__Records shown__
+++

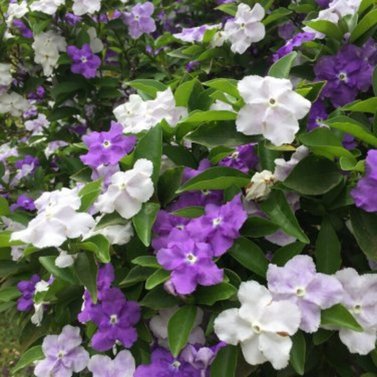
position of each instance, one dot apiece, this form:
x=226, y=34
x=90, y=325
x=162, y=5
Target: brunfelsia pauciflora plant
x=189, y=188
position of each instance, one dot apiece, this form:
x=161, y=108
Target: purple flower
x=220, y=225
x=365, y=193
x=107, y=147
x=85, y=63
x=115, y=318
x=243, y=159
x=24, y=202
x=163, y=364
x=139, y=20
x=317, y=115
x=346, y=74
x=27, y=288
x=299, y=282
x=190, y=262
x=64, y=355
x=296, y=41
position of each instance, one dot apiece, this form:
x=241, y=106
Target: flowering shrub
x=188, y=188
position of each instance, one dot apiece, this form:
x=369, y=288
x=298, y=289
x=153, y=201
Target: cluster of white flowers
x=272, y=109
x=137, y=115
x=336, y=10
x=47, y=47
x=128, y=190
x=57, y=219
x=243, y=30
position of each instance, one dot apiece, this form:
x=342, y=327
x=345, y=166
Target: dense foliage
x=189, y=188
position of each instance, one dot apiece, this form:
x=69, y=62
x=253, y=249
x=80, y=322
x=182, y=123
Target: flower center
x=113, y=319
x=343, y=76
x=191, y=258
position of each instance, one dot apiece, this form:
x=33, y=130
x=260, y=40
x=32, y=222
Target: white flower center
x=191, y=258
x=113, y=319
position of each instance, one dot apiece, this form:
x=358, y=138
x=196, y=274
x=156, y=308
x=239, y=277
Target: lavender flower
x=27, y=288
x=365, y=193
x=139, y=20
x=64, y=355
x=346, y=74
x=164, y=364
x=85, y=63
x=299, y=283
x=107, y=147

+++

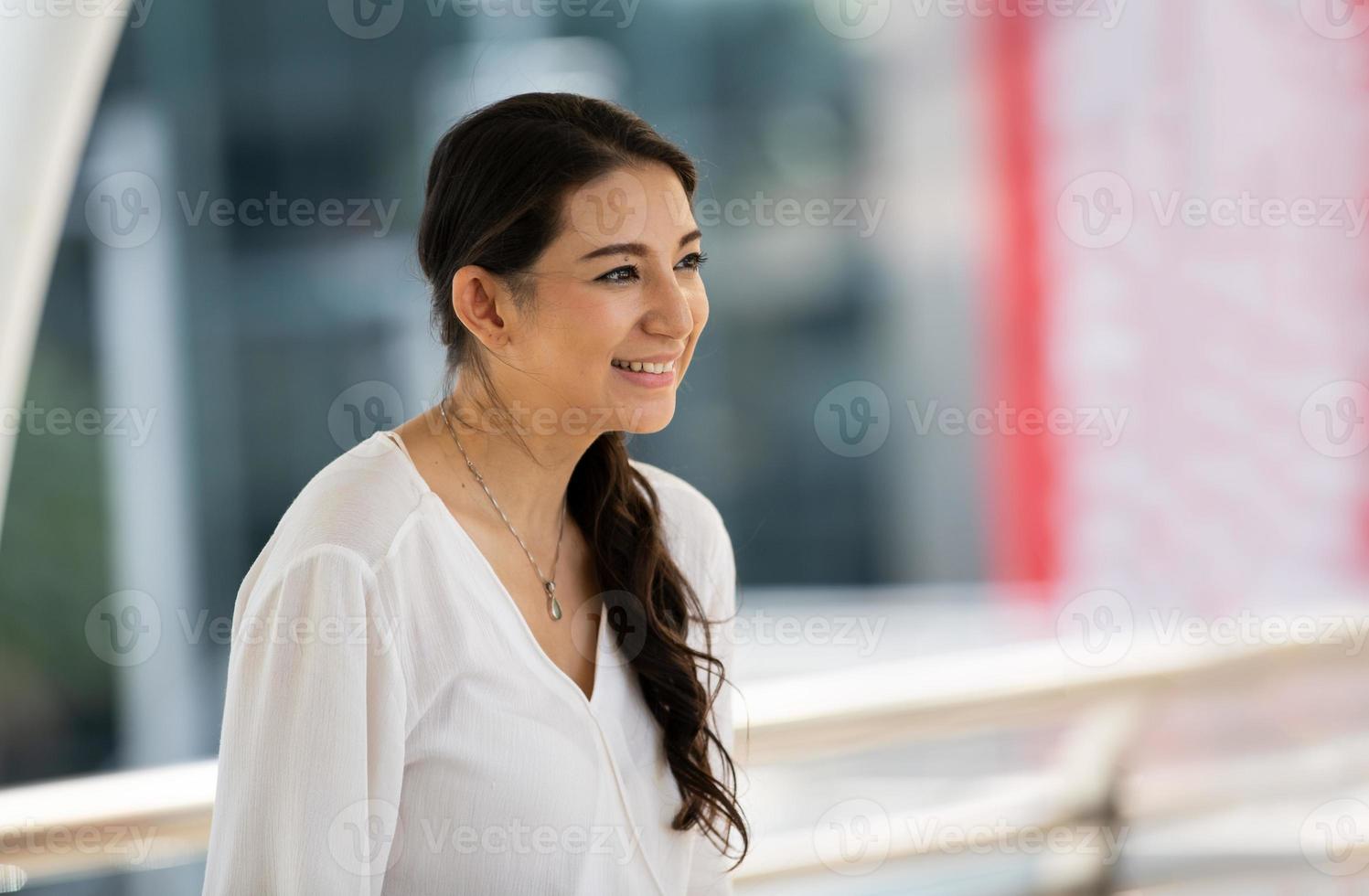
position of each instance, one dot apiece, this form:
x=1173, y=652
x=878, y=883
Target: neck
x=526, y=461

+++

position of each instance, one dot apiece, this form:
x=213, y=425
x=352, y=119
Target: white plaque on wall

+++

__Exercise brief__
Pick out every line above that contains the word "Target" and copy each of those lines in full.

__Output below__
Target: brunfelsia pauciflora plant
Target: purple flower
Target: flowering shrub
Target: cluster of white flowers
Target: dense foliage
Target: flower center
Target: white flower center
Target: lavender flower
Target: neck
Target: white plaque on wall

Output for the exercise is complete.